Task:
Substitute "pin" for "marker" everywhere in the lines below and reproduce them with nothing else changed.

Excerpted data:
+ + +

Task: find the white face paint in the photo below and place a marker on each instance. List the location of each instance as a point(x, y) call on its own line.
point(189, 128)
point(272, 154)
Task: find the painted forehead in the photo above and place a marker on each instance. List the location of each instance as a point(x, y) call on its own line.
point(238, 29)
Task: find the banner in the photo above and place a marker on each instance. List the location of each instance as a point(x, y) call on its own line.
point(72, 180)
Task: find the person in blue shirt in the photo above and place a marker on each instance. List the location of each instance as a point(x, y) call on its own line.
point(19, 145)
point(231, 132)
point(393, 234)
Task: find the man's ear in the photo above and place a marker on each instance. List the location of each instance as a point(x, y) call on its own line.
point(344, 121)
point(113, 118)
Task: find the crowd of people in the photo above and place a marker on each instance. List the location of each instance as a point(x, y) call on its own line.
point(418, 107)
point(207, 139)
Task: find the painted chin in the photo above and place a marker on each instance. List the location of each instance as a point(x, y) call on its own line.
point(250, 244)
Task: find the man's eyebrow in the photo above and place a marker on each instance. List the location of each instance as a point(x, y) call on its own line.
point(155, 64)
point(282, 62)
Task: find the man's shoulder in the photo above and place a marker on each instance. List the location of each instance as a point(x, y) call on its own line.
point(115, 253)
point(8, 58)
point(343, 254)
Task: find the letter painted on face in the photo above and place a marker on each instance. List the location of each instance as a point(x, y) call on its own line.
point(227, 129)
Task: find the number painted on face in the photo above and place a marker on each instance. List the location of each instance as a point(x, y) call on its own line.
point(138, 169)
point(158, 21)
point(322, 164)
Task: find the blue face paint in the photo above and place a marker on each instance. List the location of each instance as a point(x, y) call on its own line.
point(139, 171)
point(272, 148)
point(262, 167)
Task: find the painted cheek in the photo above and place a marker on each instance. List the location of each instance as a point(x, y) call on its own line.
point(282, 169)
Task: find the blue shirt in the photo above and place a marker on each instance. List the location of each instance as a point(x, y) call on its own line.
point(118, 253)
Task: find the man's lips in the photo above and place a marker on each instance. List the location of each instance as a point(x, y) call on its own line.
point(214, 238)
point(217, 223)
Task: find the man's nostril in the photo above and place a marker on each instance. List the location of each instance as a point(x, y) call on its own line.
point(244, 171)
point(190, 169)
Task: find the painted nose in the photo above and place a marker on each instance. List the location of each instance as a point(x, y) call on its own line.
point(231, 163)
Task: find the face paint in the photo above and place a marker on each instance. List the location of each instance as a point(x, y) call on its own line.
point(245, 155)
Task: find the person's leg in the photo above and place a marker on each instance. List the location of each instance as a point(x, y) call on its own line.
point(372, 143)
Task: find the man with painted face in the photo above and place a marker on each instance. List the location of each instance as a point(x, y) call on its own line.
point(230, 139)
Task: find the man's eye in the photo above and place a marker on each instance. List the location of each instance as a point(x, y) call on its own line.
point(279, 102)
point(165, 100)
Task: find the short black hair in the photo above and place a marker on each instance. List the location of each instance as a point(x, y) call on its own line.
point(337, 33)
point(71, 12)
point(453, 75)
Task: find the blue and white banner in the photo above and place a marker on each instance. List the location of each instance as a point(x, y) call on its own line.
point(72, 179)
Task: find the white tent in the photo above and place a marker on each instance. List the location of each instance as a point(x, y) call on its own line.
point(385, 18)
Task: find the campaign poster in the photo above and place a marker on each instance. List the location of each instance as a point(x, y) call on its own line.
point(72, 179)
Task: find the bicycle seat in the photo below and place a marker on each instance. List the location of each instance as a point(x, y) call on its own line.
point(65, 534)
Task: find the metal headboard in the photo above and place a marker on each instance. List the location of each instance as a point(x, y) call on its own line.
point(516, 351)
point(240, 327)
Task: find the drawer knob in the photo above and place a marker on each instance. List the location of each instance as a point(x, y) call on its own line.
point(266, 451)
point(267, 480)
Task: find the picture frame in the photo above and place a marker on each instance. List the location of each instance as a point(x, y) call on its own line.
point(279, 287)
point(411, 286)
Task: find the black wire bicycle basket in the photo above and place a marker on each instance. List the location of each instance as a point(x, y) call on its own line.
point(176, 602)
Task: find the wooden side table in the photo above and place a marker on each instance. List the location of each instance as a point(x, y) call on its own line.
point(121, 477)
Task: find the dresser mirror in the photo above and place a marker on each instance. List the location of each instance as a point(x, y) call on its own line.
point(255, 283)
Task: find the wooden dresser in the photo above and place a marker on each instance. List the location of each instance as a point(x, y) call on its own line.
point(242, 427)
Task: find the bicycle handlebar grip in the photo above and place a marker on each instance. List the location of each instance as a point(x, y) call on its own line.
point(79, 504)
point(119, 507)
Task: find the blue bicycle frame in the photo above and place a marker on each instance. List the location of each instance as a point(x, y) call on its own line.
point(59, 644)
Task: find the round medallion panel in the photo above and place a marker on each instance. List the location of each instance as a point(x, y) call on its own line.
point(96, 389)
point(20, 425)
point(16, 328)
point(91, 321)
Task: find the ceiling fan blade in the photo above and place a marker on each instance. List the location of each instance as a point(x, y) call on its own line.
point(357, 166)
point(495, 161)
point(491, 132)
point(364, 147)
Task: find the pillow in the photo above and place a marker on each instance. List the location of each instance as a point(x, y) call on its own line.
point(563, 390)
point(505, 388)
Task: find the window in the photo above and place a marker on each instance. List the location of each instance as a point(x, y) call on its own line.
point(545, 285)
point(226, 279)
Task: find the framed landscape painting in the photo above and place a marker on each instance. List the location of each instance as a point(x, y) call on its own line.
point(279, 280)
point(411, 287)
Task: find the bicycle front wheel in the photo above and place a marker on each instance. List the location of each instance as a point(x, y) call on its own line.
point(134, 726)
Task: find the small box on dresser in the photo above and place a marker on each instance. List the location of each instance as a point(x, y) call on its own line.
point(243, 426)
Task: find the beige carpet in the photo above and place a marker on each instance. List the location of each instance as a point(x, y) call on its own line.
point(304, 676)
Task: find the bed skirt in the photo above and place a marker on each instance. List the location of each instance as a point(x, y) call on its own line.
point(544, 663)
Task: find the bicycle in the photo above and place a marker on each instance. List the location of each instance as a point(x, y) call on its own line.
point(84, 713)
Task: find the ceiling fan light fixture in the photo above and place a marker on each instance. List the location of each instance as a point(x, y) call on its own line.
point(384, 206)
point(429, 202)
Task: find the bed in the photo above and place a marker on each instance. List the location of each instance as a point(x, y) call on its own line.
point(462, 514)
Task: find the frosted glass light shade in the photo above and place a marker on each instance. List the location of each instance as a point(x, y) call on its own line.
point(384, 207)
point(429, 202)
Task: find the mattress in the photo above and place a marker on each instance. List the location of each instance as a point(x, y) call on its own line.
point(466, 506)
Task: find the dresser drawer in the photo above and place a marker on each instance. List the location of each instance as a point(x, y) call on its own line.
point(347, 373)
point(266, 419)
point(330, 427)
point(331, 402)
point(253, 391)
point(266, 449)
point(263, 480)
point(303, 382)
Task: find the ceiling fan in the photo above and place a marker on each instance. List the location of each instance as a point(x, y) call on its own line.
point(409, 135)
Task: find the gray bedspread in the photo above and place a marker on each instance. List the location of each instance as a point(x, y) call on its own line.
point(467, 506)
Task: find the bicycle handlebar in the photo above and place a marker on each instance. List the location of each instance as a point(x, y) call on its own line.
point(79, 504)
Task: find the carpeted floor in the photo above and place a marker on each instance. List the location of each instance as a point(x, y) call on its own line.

+ + +

Complete output:
Task: find the white face paint in the photo below and place a pin on each instance. List the location of each instance as a point(x, y) call on its own line.
point(189, 128)
point(272, 154)
Task: find the painted forehead in the photo above and place a pin on each instance. List the location of each instance as a point(x, y) call on its own line.
point(238, 29)
Task: find the banner in the photo above and place a pin on each instance. List the location of each instance as a point(x, y) call on its own line.
point(72, 180)
Task: find the person in blue shirt in the photo above and place a pin on each instance. List the location of each instance as a point(x, y) call on its own line.
point(19, 145)
point(231, 132)
point(393, 234)
Task: find the man's ear in the photo above and place a pin on each instance. List the location of each instance as a point(x, y) call on its own line.
point(344, 121)
point(113, 118)
Task: find the crowd of people in the photo above and place a pin on each instance. List the location of each instance as a point(x, y) call on its own line.
point(418, 107)
point(207, 139)
Task: find the painted chin in the photo above and place a pin on each instance. List the location of each instance as a point(x, y) call on its own line.
point(250, 244)
Task: find the man's eyebrow in the photo above and place a pin on each instance. List the location of each instance as a point(x, y) call on its own line.
point(155, 64)
point(282, 62)
Task: find the man's shoulder in the photo above and place a pin on each instance. List the location of each instance as a point(x, y) call on its own line.
point(115, 253)
point(8, 58)
point(343, 254)
Task: find the letter painted on face in the photo above and place a pin on each instance. List the location of each instance as a point(x, y) call on its own line.
point(227, 129)
Task: find the number painted on face in the photo above and place a pin on each instance. List the location of each instance as a point(x, y) call on its own line.
point(138, 169)
point(158, 21)
point(322, 164)
Task: find the blue face paint in the photo above and place a pin on each instance. List the location of each instance as a point(x, y) call on its own line.
point(139, 171)
point(272, 148)
point(262, 167)
Task: find the painted cheek in the photo above and place a pin on each instance. List the location of each instance as a point(x, y) call on its own line.
point(282, 169)
Task: find the blue shirt in the photo above and place a pin on each instance. List the location of each instance as a point(x, y) call on its own line.
point(118, 253)
Task: find the man's lips in the photo above and place a pin on each instance. List the location of each instance as a point(x, y) call on its own line.
point(214, 238)
point(217, 223)
Task: find the man's nostril in the photo above and place a pin on each instance. List the location of each instance as a point(x, y) call on its own line.
point(244, 171)
point(190, 169)
Task: find the painted nose in the photo above and place a pin on each instance. List the location of each instance as a point(x, y) call on its own line.
point(231, 163)
Task: find the face paint in the photo above and place a pin on each instance. List the location of each instance as a point(x, y) call on its own line.
point(245, 155)
Task: find the person's leg in the photo above and place a pin on each instance. List the location of each instance as a point(x, y) call on its own line.
point(372, 143)
Task: find the man with painted face in the photo above and place a pin on each instance. List the location of each instance as a point(x, y) call on its own line.
point(230, 139)
Task: find the man's eye in the photo above and place a pin on each instance. List the location of each instance as a point(x, y) call on its own line.
point(279, 102)
point(165, 100)
Task: find the short black hair in the photo above and place a pin on each instance. List the location of each instance as a point(x, y) call on its own line.
point(337, 33)
point(71, 12)
point(453, 75)
Task: find the blue and white banner in the photo above and place a pin on each instance. List the location of each instance as a point(x, y) call on its own line.
point(72, 179)
Task: find the white tent in the photo above and place a pin on each instance. List the location of each instance as a point(x, y) call on its own line.
point(385, 18)
Task: find the campaign poster in the photo above and place a pin on each instance. List the location of each instance as a point(x, y) call on its own line.
point(72, 179)
Task: find the bicycle seat in the photo below and place a pin on each instance. List the location of each instance as a point(x, y) call on its own line.
point(65, 534)
Task: find the metal headboard in the photo above and place a pin on each instance. List the location of each instance as a point(x, y) call on its own line.
point(516, 351)
point(240, 327)
Task: find the drawer knob in the photo above and place a pin on each instance. List the location of each instance as a point(x, y) call on its own line.
point(266, 451)
point(267, 480)
Task: find the picture frame in the photo above and place a pin on each instance. List the location of each instance as a point(x, y) call on its own line.
point(279, 287)
point(411, 286)
Task: find the black wire bicycle basket in the photo above and place a pin on each instance. List the location of each instance as a point(x, y) call on its own line.
point(176, 602)
Task: find the wooden side table in the photo above and place a pin on each instance. List the location of each instance as a point(x, y) call on its own line.
point(121, 477)
Task: find the dresser mirror in the photo above and place a pin on each instance. List the location of each instance as a point(x, y) call on its own line.
point(255, 283)
Task: find the wooden dresser in the photo above and place a pin on each instance. List the location of each instance as a point(x, y) call on its own line.
point(242, 427)
Task: find the bicycle handlebar grip in the photo above and place a pin on each instance. List the location of each instance as a point(x, y) call on its own line.
point(79, 504)
point(119, 507)
Task: find the blue bicycle frame in the photo above and place a pin on each instance. List the location of each instance as a point(x, y) call on its own line.
point(59, 644)
Task: find the round medallion panel in the photo above and place a pin on each instance. List the location of each instance as a point(x, y) call on its own line.
point(96, 389)
point(20, 425)
point(16, 328)
point(91, 321)
Task: find the ceiling fan blade in the photo above and place a pin on each instance. List the location of each instance as a point(x, y) call on its own line.
point(357, 166)
point(495, 161)
point(491, 132)
point(364, 147)
Task: find the pillow in the photo above and place a pin on each instance. List the location of each instance as a point(x, y) call on its own line.
point(563, 390)
point(505, 388)
Task: find the window in the photo above and place a pin on each instance. List the location of each instance as a point(x, y) call on its own line.
point(545, 285)
point(226, 279)
Task: find the framed landscape painting in the photo above and place a pin on each instance. List the location of each instance as a point(x, y) call on its own line.
point(279, 280)
point(411, 287)
Task: find the bicycle front wheel in the photo above and place a pin on each instance. List the location of each instance as a point(x, y) call on its own line.
point(134, 726)
Task: find the small box on dresser in the photo above and place a pin on each instance. List the location of each instance as a point(x, y) call on its own line.
point(243, 426)
Task: find the beige carpet in the photo above and place a pin on each instance. List the location of each instance as a point(x, y) call on its own line.
point(304, 676)
Task: find the bed skirt in the photo above and place a pin on each instance. List the location of each instance as a point(x, y) call on its own line.
point(544, 663)
Task: find the bicycle in the photo above and place a pin on each instance. List the location of each instance as a point(x, y) call on its own line.
point(84, 713)
Task: find the ceiling fan light fixture in the photo above and place a pin on each instance. List the location of each instance as a point(x, y) call on its own line.
point(384, 206)
point(429, 202)
Task: find the bed in the photo above and place a pin on each instance. List the location of each instance as a point(x, y) call on its own line.
point(462, 514)
Task: find the frosted glass light shade in the photo above and place a pin on each instance. List the location of each instance as a point(x, y) call on its own line.
point(384, 207)
point(429, 202)
Task: find the mattress in the photo above and place a pin on each instance. List the location of each instance as a point(x, y) call on its own line.
point(466, 506)
Task: find the dresser drawer in the photo above and place a pin on each instance. List the location of each instance as a point(x, y) call on its own line.
point(347, 373)
point(266, 419)
point(330, 427)
point(331, 402)
point(253, 391)
point(266, 449)
point(263, 480)
point(303, 382)
Task: find the ceiling fan in the photo above and place a pin on each instance. List the location of each instance as a point(x, y) call on its own line.
point(409, 135)
Task: find the gray bedspread in the photo above and place a pin on each instance. List the location of each instance as a point(x, y) call on its own line.
point(467, 506)
Task: find the bicycle handlebar in the photo above and place a pin on each instance. List the location of each instance as a point(x, y) call on its own line.
point(79, 504)
Task: find the carpeted floor in the photo above and place a pin on each instance. List the location of each instance as a point(x, y) call on its own line.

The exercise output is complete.